**Problem description:** Could you show each line of the data below, copied in full, that contains the word "necklace"?

•••••

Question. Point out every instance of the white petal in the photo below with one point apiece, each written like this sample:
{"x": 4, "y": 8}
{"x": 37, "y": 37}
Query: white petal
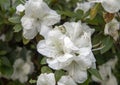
{"x": 68, "y": 45}
{"x": 46, "y": 50}
{"x": 44, "y": 30}
{"x": 46, "y": 79}
{"x": 29, "y": 28}
{"x": 76, "y": 73}
{"x": 51, "y": 18}
{"x": 20, "y": 8}
{"x": 112, "y": 28}
{"x": 60, "y": 61}
{"x": 84, "y": 6}
{"x": 66, "y": 80}
{"x": 111, "y": 6}
{"x": 36, "y": 8}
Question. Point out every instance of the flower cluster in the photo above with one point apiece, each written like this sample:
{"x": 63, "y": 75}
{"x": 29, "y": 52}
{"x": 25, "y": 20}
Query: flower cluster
{"x": 66, "y": 47}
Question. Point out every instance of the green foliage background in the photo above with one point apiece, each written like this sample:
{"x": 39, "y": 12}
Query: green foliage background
{"x": 10, "y": 27}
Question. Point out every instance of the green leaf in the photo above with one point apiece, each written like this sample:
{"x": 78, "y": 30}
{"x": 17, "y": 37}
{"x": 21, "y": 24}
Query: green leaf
{"x": 3, "y": 52}
{"x": 32, "y": 81}
{"x": 5, "y": 61}
{"x": 25, "y": 41}
{"x": 79, "y": 14}
{"x": 15, "y": 19}
{"x": 67, "y": 13}
{"x": 7, "y": 71}
{"x": 95, "y": 73}
{"x": 87, "y": 81}
{"x": 94, "y": 11}
{"x": 17, "y": 28}
{"x": 43, "y": 61}
{"x": 58, "y": 74}
{"x": 107, "y": 42}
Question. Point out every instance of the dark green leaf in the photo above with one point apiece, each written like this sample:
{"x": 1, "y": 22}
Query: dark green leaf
{"x": 15, "y": 19}
{"x": 17, "y": 28}
{"x": 107, "y": 42}
{"x": 95, "y": 73}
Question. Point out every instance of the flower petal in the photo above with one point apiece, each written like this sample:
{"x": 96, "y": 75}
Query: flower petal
{"x": 66, "y": 80}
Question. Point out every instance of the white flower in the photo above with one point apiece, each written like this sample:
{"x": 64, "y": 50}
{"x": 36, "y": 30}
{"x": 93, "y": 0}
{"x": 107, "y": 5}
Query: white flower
{"x": 112, "y": 28}
{"x": 105, "y": 71}
{"x": 66, "y": 80}
{"x": 46, "y": 79}
{"x": 20, "y": 8}
{"x": 85, "y": 6}
{"x": 38, "y": 18}
{"x": 110, "y": 6}
{"x": 21, "y": 70}
{"x": 68, "y": 47}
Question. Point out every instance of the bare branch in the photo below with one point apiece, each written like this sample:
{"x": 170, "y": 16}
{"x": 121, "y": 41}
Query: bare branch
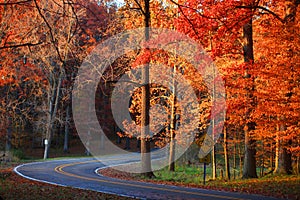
{"x": 21, "y": 45}
{"x": 264, "y": 9}
{"x": 14, "y": 3}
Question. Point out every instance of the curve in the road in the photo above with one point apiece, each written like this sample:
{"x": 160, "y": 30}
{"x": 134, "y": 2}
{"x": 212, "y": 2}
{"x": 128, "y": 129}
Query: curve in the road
{"x": 80, "y": 173}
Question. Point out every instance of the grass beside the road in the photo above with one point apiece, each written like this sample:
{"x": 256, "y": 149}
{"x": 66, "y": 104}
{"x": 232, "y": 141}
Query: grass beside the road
{"x": 287, "y": 187}
{"x": 13, "y": 186}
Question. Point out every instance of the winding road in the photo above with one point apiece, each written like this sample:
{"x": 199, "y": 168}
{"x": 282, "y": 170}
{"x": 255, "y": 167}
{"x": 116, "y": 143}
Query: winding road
{"x": 81, "y": 173}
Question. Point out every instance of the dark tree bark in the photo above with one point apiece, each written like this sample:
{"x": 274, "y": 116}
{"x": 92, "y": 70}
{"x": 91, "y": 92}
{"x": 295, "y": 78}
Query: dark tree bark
{"x": 226, "y": 157}
{"x": 145, "y": 142}
{"x": 249, "y": 168}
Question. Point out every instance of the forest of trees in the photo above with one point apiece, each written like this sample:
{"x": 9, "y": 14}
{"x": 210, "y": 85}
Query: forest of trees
{"x": 255, "y": 45}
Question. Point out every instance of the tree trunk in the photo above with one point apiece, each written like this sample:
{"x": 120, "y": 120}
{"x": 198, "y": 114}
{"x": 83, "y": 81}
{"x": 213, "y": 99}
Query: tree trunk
{"x": 226, "y": 157}
{"x": 8, "y": 138}
{"x": 145, "y": 141}
{"x": 249, "y": 168}
{"x": 54, "y": 97}
{"x": 67, "y": 121}
{"x": 172, "y": 126}
{"x": 283, "y": 158}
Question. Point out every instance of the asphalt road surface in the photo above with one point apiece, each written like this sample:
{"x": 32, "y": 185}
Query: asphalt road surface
{"x": 81, "y": 173}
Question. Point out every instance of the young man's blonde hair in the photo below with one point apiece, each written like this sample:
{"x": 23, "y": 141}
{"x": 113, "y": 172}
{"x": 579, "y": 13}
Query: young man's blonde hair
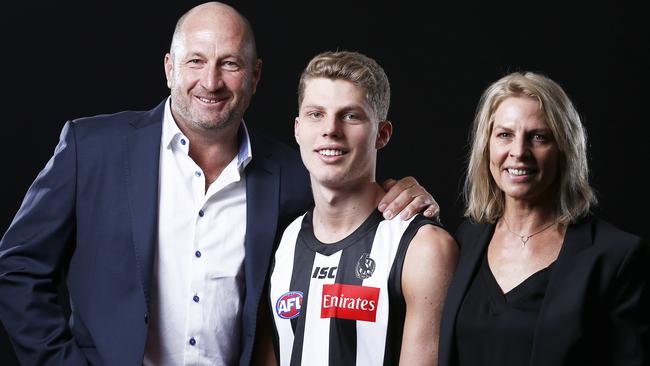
{"x": 356, "y": 68}
{"x": 574, "y": 197}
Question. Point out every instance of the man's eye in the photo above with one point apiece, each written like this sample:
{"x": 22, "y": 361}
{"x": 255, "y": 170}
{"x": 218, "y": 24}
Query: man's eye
{"x": 231, "y": 65}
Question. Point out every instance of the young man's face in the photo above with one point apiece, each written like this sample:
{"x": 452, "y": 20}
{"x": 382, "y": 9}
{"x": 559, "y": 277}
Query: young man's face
{"x": 338, "y": 133}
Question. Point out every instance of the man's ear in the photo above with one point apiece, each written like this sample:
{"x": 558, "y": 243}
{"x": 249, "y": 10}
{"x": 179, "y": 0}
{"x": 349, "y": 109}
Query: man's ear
{"x": 296, "y": 135}
{"x": 169, "y": 69}
{"x": 384, "y": 132}
{"x": 257, "y": 74}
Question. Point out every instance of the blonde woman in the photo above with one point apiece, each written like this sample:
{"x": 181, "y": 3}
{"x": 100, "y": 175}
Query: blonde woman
{"x": 540, "y": 281}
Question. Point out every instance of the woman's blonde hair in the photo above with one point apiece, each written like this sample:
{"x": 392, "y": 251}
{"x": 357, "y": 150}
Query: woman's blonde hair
{"x": 484, "y": 200}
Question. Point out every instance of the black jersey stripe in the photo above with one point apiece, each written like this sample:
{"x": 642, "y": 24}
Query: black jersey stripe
{"x": 396, "y": 297}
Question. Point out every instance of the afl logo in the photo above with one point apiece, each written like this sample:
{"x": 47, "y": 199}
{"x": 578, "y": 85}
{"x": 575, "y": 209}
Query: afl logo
{"x": 288, "y": 305}
{"x": 365, "y": 267}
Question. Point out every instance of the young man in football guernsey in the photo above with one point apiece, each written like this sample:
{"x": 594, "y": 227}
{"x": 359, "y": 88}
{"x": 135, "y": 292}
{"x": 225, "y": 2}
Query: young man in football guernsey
{"x": 348, "y": 287}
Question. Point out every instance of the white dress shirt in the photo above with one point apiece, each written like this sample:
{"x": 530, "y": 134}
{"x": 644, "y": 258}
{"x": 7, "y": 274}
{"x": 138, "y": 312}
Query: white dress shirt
{"x": 198, "y": 284}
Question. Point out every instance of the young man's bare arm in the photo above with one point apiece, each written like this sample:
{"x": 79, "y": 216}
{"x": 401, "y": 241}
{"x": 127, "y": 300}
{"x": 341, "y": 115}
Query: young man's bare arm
{"x": 428, "y": 267}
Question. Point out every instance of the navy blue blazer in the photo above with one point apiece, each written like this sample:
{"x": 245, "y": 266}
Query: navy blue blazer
{"x": 596, "y": 309}
{"x": 90, "y": 217}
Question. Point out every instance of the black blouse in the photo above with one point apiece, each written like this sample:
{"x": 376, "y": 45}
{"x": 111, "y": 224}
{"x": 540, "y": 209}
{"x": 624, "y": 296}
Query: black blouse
{"x": 494, "y": 328}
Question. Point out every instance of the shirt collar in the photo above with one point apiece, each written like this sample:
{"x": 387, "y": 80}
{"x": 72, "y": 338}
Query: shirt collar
{"x": 173, "y": 137}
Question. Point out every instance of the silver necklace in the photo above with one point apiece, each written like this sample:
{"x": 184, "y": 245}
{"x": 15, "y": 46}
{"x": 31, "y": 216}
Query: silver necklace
{"x": 524, "y": 238}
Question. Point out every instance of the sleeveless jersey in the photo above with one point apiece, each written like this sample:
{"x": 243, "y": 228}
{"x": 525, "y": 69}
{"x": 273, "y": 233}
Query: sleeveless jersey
{"x": 341, "y": 303}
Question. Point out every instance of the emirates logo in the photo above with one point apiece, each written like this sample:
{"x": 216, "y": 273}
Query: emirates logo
{"x": 365, "y": 267}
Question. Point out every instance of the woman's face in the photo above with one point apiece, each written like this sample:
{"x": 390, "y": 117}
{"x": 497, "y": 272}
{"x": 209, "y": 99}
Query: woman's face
{"x": 524, "y": 157}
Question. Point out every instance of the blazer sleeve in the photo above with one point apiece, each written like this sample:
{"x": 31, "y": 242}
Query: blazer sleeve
{"x": 630, "y": 309}
{"x": 33, "y": 254}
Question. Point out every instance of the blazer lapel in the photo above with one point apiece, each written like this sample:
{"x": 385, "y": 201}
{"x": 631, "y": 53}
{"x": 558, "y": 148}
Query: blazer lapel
{"x": 474, "y": 245}
{"x": 143, "y": 159}
{"x": 262, "y": 204}
{"x": 550, "y": 321}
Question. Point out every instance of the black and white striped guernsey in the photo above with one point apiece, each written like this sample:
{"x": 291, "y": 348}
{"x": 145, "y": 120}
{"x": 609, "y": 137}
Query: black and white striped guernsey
{"x": 341, "y": 303}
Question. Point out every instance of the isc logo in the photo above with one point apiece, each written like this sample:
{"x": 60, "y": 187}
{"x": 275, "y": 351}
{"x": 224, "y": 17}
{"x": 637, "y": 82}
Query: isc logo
{"x": 288, "y": 305}
{"x": 322, "y": 272}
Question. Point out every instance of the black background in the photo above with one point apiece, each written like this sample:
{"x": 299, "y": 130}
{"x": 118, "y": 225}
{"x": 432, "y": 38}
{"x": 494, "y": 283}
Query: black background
{"x": 63, "y": 60}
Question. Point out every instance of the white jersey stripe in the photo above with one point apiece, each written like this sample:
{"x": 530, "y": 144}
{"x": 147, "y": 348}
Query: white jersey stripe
{"x": 371, "y": 337}
{"x": 316, "y": 338}
{"x": 280, "y": 281}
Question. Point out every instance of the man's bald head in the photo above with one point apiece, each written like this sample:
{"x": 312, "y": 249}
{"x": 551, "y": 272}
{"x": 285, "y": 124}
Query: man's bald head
{"x": 218, "y": 14}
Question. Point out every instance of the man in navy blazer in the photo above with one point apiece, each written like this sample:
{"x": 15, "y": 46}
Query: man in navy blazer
{"x": 91, "y": 217}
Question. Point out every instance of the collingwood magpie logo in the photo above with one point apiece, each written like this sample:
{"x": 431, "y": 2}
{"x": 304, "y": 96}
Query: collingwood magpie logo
{"x": 365, "y": 267}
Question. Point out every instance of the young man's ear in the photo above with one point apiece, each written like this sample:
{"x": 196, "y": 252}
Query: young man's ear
{"x": 296, "y": 135}
{"x": 384, "y": 132}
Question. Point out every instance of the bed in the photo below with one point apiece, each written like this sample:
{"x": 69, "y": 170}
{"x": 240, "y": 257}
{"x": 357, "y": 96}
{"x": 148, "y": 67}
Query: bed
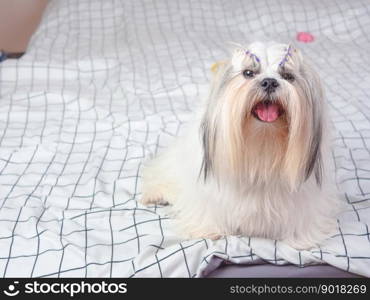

•••••

**Solution:**
Question. Point out every instance of the silver necklace in the photo above with one point apiece, each written like this sample:
Query: silver necklace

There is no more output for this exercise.